━━ Page excerpt ━━

Chile. The Seed Put down Roots

The challenge of building a school out of nothing. Now it has 1,300 students. Caritativa, the birth of the Company of Works, and a professional training program in collaboration with AVSI. In that encounter, everything was already there.

by AGUAYO BOLIVAR

The friends through whom I encountered the Movement would often repeat to me a saying that I did not understand: “In the encounter, everything is already there.” It is something that always was a provocation for me.

1) I encountered the Movement when I was 23. I was vice president of the Young Christian Democrats. My friends and I wanted to evangelize politics, but the only thing we managed to do was to talk about plans. In this situation, I met Fr Ricci and Fr Danzi. Fr Giussani came to Chile in 1983. We told him then that life is a struggle against those in power, and he answered that it was a matter of a struggle against every form of power: the power of structures, of society, but also my power. He said once, “It is out of faithfulness to a presence that a history is generated.” Another time he said, “We are power’s antibiotics,” and this was an upheaval in my way of reasoning.

2) The birth in Chile of the Movement schools was like a joke. I was helping some friends who had set up a school with 300 students on the outskirts of Santiago. One day they said to me, “This school is in crisis; you have to be the director.” In the beginning, I felt practically like I was in exile. During that year, however, I discovered that the school in general was failing, indeed, had failed. Once again, all my schemes were turned upside down: I had set out to put in order a school that instead had collapsed. Even the Bishop, who had left the building to the students, had evicted them and taken the school back, leaving us in the street with 300 pupils.

For two months, my friends and I went to talk with everybody, and we negotiated to buy a piece of land and build a school. It was an impossible undertaking, because Chile has the disease of legalism, as Neruda said. In Chile, before the blood runs, the ink runs. In a peripheral area of the San Bernardo quarter, we found a place to build the school. It was an impressive thing to respond personally to everything–it is one thing to see to being the director of a school and another to deal with the cost of the land and of building materials, talk with the lawyers, etc. At any rate, today the San Bernardo school has 1,300 students, from the first grade through the last year of high school. Alex, one of our friends, wanted to create another school, which today numbers about 600 pupils and is completely private. Another friend of ours asked us for help in starting a school in a working class neighborhood of Santiago to answer to the needs of children with handicaps, who are not taken seriously, do not learn to speak properly, and thus fall behind in their learning, with minimal chances of employment.

━━━
━━ Source data ━━

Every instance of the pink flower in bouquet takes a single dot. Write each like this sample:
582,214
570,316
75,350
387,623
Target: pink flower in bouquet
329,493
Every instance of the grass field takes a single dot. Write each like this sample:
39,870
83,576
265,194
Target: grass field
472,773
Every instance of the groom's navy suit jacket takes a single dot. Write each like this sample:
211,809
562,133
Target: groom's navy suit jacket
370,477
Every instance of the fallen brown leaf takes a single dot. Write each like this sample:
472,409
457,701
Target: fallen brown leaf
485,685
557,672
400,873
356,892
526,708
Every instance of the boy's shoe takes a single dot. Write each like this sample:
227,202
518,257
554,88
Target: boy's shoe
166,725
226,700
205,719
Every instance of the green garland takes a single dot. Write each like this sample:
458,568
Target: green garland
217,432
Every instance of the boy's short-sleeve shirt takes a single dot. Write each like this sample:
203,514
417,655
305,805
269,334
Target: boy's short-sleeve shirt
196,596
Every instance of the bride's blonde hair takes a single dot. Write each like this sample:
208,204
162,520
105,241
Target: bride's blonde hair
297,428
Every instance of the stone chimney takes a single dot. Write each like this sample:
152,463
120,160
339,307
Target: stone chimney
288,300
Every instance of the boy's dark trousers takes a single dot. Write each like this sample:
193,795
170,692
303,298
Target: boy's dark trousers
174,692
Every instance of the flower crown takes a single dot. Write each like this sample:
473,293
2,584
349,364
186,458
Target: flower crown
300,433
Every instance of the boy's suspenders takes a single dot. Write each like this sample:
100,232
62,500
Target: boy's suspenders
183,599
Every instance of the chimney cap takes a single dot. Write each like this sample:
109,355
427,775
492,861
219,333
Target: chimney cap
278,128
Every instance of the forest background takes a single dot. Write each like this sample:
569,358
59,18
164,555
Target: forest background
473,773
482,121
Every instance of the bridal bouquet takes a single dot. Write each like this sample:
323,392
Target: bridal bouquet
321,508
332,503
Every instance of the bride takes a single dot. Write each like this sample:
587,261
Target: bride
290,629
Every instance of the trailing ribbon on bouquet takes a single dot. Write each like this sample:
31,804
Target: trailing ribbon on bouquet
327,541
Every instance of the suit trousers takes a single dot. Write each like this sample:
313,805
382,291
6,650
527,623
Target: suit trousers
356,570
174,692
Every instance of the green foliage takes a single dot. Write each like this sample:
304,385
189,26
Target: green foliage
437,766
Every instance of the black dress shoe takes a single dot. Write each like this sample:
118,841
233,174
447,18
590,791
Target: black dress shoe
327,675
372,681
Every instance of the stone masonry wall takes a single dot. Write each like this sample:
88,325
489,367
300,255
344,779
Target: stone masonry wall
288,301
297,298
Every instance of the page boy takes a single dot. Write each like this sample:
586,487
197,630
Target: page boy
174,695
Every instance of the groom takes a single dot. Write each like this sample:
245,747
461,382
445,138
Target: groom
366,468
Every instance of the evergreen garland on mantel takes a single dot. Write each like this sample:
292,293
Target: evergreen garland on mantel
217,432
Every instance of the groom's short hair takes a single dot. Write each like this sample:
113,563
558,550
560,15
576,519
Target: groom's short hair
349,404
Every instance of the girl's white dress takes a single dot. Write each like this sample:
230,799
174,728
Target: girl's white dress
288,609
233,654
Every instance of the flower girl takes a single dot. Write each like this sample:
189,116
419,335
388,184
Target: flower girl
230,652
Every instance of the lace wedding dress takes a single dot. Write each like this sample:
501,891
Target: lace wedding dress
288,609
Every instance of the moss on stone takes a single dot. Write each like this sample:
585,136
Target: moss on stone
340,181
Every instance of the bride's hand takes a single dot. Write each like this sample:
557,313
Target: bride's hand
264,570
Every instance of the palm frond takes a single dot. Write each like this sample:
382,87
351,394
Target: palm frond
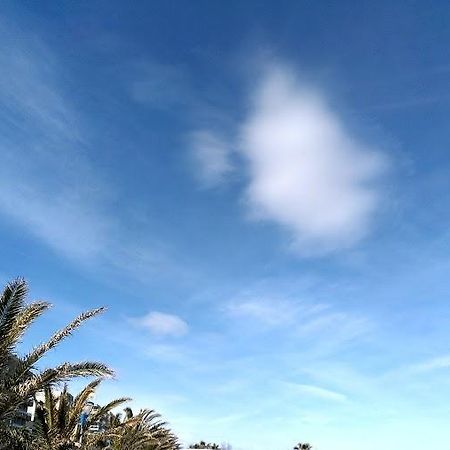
57,337
61,373
11,304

━━━

Explore the material:
1: Answer these questions from the Chile article:
(a) How old was the author when he encountered the Movement?
(b) In what year did Fr Giussani come to Chile?
(c) How many students does the San Bernardo school have today?
2: Retype the part of the Chile article that begins at the words "Chile. The Seed" and stops after "provocation for me.".
3: Write what comes next in the Chile article, picking up after its final sentence.
The data can be ignored.

List of answers:
1:
(a) 23
(b) 1983
(c) 1,300

2:
Chile. The Seed Put down Roots

The challenge of building a school out of nothing. Now it has 1,300 students. Caritativa, the birth of the Company of Works, and a professional training program in collaboration with AVSI. In that encounter, everything was already there.

by AGUAYO BOLIVAR

The friends through whom I encountered the Movement would often repeat to me a saying that I did not understand: “In the encounter, everything is already there.” It is something that always was a provocation for me.

3:
3) The birth of the Company of Works in Chile, which today brings together more or less a hundred businesses, from the poorest (peasants who are trying to eat because they have no job or they work three months a year) to an express mail business present in all parts of the country. There are ten of us leading the Company of Works–four economists, four engineers, and two friends who have come from Italy.

We have seen evidence of many, many needs, and, faced with them, the Company of Works was born as the desire to band together, obeying what happened among us. One of the most educative things for us was the Monte caritativa (charitable work) in a completely agrarian peasant class neighborhood 25 miles from Santiago, where Antonio, one of our priests, had gone for years and, celebrating Mass and baptizing, had met a group of peasants who later helped us in the flood emergency and in other things.

It was very interesting to see how people gave us a hand from Italy. I’ll give three examples. First: Given the necessity of professional training more focused on the young people’s needs (in Chile there are 15 million inhabitants and about 70 universities, therefore too many university graduates who don’t know what to do), AVSI started a professional training program. Second: Co-Export, thanks to our friend Giovanni who works in Italy, has become a concrete possibility for providing a market that promotes the value of what the friends produce. Third: Marco, a Team Service responsible in Italy, who came here to work and has extensive business experience, gave us a hand in learning skills.

In the encounter, everything is already there. It is like the germination of a seed that sustains you. In this belonging, I discover more and more, faced with the needs of others, that, mysteriously, even the needs which I cannot answer become my own.